[STATED TASK]
Pick out and copy every line of the material below that contains the word "give". Case matters.

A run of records

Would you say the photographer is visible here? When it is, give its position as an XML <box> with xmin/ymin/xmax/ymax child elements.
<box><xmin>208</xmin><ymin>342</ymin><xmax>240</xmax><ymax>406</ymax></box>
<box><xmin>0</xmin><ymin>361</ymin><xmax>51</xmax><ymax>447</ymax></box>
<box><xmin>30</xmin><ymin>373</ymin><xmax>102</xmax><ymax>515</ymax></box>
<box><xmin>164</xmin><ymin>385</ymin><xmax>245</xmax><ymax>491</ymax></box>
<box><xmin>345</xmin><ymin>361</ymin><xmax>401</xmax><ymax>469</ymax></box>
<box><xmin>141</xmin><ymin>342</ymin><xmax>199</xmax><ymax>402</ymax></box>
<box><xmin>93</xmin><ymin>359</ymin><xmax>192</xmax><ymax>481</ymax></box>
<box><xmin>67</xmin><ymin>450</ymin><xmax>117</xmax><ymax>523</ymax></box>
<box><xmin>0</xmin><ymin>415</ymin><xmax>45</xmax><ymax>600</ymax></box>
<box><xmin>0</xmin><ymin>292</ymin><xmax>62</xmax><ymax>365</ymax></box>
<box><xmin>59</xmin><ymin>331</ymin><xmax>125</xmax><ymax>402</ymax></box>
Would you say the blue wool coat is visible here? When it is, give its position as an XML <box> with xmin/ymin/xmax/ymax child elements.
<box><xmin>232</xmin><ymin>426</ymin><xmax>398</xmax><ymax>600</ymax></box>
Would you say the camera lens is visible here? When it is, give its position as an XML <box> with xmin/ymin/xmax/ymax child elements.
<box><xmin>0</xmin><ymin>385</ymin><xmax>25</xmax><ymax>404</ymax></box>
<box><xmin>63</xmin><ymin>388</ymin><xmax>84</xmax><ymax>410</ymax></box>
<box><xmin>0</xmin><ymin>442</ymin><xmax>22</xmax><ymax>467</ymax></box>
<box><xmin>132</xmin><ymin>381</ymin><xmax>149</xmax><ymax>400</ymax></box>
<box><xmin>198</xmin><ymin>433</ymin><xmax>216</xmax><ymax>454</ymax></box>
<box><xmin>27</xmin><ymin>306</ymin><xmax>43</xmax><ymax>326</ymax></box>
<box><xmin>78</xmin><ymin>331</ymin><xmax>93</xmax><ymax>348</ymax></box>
--
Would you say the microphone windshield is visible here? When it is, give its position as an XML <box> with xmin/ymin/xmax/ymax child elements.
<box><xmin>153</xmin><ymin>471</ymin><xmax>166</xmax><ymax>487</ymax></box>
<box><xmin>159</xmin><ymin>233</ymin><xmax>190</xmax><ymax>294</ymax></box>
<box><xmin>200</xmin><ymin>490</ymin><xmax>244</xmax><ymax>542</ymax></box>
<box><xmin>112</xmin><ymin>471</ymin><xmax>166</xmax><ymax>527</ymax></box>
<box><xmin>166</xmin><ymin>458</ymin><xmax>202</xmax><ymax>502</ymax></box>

[EXPECTED OUTPUT]
Would you say the photographer is visible here? When it is, give its position as an XML <box> with xmin/ymin/xmax/ymax child elements.
Would you say the blue wool coat is visible here? When it is, give its position as an XML <box> with xmin/ymin/xmax/ymax child elements.
Would you say the camera lens is visible here? When it is, give its position as an XML <box> with xmin/ymin/xmax/ymax child elements.
Would you say the microphone windshield is visible here? When it is, give its position as an XML <box> with xmin/ymin/xmax/ymax child elements.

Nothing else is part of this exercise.